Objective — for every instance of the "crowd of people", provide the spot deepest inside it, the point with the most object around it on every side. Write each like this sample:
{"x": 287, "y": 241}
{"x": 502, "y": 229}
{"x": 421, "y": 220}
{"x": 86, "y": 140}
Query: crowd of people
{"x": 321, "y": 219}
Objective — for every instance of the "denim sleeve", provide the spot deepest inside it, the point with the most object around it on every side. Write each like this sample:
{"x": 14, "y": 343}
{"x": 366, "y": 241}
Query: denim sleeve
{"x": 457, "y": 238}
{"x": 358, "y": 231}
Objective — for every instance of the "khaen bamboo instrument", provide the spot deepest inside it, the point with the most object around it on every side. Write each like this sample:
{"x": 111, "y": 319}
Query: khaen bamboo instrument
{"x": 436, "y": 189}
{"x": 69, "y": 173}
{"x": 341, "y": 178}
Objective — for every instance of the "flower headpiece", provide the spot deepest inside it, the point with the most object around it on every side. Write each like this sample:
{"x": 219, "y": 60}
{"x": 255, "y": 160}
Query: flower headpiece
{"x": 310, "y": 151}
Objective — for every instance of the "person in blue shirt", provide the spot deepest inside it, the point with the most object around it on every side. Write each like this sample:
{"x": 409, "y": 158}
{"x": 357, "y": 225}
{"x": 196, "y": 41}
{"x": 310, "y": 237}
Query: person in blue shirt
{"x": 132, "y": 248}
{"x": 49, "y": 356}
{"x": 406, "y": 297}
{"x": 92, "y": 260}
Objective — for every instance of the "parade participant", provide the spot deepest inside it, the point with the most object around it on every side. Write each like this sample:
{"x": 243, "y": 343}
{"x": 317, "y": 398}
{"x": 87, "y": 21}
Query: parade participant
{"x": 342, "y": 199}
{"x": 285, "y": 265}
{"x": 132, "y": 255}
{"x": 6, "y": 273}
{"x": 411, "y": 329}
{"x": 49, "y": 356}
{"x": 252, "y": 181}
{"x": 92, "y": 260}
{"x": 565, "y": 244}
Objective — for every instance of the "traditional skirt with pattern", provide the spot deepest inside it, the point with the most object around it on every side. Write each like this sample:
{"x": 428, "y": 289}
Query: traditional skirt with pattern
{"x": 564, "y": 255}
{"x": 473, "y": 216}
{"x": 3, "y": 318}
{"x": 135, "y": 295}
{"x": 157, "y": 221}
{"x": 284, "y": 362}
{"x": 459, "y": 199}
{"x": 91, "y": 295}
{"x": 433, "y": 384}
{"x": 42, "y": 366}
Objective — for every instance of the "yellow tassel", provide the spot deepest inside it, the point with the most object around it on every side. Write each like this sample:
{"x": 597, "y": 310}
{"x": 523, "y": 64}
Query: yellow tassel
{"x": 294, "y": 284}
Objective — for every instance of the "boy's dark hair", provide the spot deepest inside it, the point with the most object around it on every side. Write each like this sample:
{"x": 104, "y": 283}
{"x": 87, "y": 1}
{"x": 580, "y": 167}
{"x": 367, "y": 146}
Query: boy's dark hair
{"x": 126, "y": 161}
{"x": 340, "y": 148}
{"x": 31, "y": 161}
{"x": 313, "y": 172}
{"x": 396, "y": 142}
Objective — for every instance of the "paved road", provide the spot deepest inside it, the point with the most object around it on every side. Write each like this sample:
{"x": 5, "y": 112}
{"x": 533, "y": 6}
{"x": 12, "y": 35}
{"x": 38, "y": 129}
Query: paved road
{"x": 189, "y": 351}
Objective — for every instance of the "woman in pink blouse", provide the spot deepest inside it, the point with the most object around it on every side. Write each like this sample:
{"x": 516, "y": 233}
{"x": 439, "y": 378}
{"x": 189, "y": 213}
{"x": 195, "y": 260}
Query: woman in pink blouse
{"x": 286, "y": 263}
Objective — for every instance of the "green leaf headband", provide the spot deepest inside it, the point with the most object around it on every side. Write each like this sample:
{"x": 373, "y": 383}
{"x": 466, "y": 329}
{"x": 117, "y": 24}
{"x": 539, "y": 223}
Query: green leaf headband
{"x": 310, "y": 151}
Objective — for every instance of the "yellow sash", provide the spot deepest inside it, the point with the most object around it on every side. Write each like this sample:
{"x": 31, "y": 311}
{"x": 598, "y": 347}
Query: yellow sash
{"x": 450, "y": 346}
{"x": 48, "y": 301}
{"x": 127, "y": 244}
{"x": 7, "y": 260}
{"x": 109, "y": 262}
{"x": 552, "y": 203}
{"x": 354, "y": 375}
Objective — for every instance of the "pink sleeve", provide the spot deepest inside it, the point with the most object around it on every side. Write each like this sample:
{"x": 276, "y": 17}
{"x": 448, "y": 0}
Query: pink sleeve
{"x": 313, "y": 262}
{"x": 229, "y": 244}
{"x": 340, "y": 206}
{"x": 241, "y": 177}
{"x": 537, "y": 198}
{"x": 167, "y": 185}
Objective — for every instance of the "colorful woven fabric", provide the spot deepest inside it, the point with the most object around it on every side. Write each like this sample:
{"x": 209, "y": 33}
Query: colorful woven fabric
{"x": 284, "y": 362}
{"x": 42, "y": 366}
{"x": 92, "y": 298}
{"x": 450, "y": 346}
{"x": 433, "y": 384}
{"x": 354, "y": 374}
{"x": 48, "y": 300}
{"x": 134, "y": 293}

────────────────────────────────────────

WORK TO COMPLETE:
Output every line above so that it reads exactly as before.

ANSWER BELOW:
Objective — for every instance of the "crowd of people", provide the spot deepest inside it, the point with the most object around it on every side. Write each like this sample:
{"x": 287, "y": 241}
{"x": 502, "y": 229}
{"x": 421, "y": 220}
{"x": 86, "y": 140}
Query: crowd of people
{"x": 321, "y": 219}
Objective — for every instance of the "denim sleeve", provide the spot deepest inside it, the point with the most object around it on every side. Write each like this sample:
{"x": 14, "y": 343}
{"x": 366, "y": 241}
Query: denim sleeve
{"x": 457, "y": 238}
{"x": 358, "y": 231}
Objective — for every instance of the "khaen bamboo instrument", provide the spot deepest inside it, the point with the most object around it on every side. Write each like this sample:
{"x": 111, "y": 319}
Query: khaen bamboo instrument
{"x": 436, "y": 189}
{"x": 69, "y": 173}
{"x": 341, "y": 178}
Objective — for every instance of the "flower headpiece", provide the spot deepest inside it, the point with the most object around it on every side. Write each like this sample:
{"x": 219, "y": 60}
{"x": 255, "y": 160}
Query: flower headpiece
{"x": 310, "y": 151}
Objective — for every instance of the "person in blue shirt", provide the spot deepest inside it, the point with the most object around it on every side. Write each like this sample:
{"x": 409, "y": 158}
{"x": 357, "y": 225}
{"x": 196, "y": 41}
{"x": 310, "y": 237}
Query: person in blue shirt
{"x": 132, "y": 248}
{"x": 49, "y": 356}
{"x": 406, "y": 297}
{"x": 92, "y": 260}
Objective — for every instance of the "parade participant", provide the spot deepest inside it, the point with the most object around it on every side. Write each like this sample:
{"x": 243, "y": 343}
{"x": 317, "y": 398}
{"x": 87, "y": 21}
Query: parade participant
{"x": 342, "y": 199}
{"x": 285, "y": 265}
{"x": 132, "y": 255}
{"x": 6, "y": 273}
{"x": 411, "y": 329}
{"x": 49, "y": 356}
{"x": 252, "y": 181}
{"x": 92, "y": 260}
{"x": 565, "y": 244}
Objective — for every instance of the "traditional skirt with pattern", provide the spot deepest inside it, the point with the most object around it on every side. Write each like this sample:
{"x": 428, "y": 289}
Query: traditional skirt with pattern
{"x": 564, "y": 255}
{"x": 473, "y": 216}
{"x": 3, "y": 318}
{"x": 135, "y": 295}
{"x": 157, "y": 221}
{"x": 284, "y": 362}
{"x": 459, "y": 199}
{"x": 91, "y": 295}
{"x": 433, "y": 384}
{"x": 42, "y": 366}
Objective — for every instance of the "yellow tassel", provide the spot deepest inside it, the point with the most object around it on every side. Write each like this sample:
{"x": 597, "y": 310}
{"x": 523, "y": 64}
Query: yellow tassel
{"x": 294, "y": 284}
Objective — for every instance of the "boy's dark hair", provide the spot deepest inside it, the point with the most object around it on every side. Write each like this sample:
{"x": 104, "y": 283}
{"x": 87, "y": 1}
{"x": 580, "y": 167}
{"x": 367, "y": 146}
Query: boy's dark hair
{"x": 126, "y": 161}
{"x": 340, "y": 148}
{"x": 31, "y": 161}
{"x": 313, "y": 172}
{"x": 396, "y": 142}
Objective — for every instance of the "paved road", provide the spot deepest inside it, the point with the most object around it on every side. Write each like this sample:
{"x": 5, "y": 112}
{"x": 533, "y": 6}
{"x": 12, "y": 35}
{"x": 38, "y": 129}
Query: paved road
{"x": 189, "y": 351}
Objective — for every instance of the "woman in pink blouse", provide the spot deepest inside it, the point with the most object around it on every side. Write each like this sample:
{"x": 516, "y": 233}
{"x": 439, "y": 378}
{"x": 189, "y": 213}
{"x": 195, "y": 260}
Query: woman in pink blouse
{"x": 286, "y": 263}
Objective — for every instance of the "green leaf headband", provide the spot deepest inside it, the point with the most object around it on every side. Write each like this sample:
{"x": 373, "y": 383}
{"x": 466, "y": 329}
{"x": 117, "y": 24}
{"x": 539, "y": 223}
Query: green leaf headband
{"x": 310, "y": 151}
Objective — for every instance of the "yellow sash", provide the spot deepest inside it, the point with the most object around it on every side. Write each like this sample:
{"x": 31, "y": 311}
{"x": 598, "y": 347}
Query: yellow sash
{"x": 450, "y": 346}
{"x": 48, "y": 301}
{"x": 127, "y": 244}
{"x": 7, "y": 260}
{"x": 109, "y": 262}
{"x": 552, "y": 203}
{"x": 354, "y": 375}
Objective — for every instance of the "pink sleeve", provide the spot deepest inside it, the point with the most object around it on every side. Write each like this sample:
{"x": 276, "y": 17}
{"x": 448, "y": 0}
Query: pink sleeve
{"x": 313, "y": 262}
{"x": 229, "y": 244}
{"x": 340, "y": 206}
{"x": 241, "y": 177}
{"x": 537, "y": 198}
{"x": 167, "y": 185}
Objective — for every instance of the "colorful woven fabric", provide the spot deepest inside it, the point with the most object around it on every side. Write each like this sample:
{"x": 209, "y": 33}
Query: colorful woven fabric
{"x": 284, "y": 362}
{"x": 42, "y": 366}
{"x": 92, "y": 298}
{"x": 450, "y": 346}
{"x": 433, "y": 384}
{"x": 354, "y": 374}
{"x": 48, "y": 300}
{"x": 134, "y": 293}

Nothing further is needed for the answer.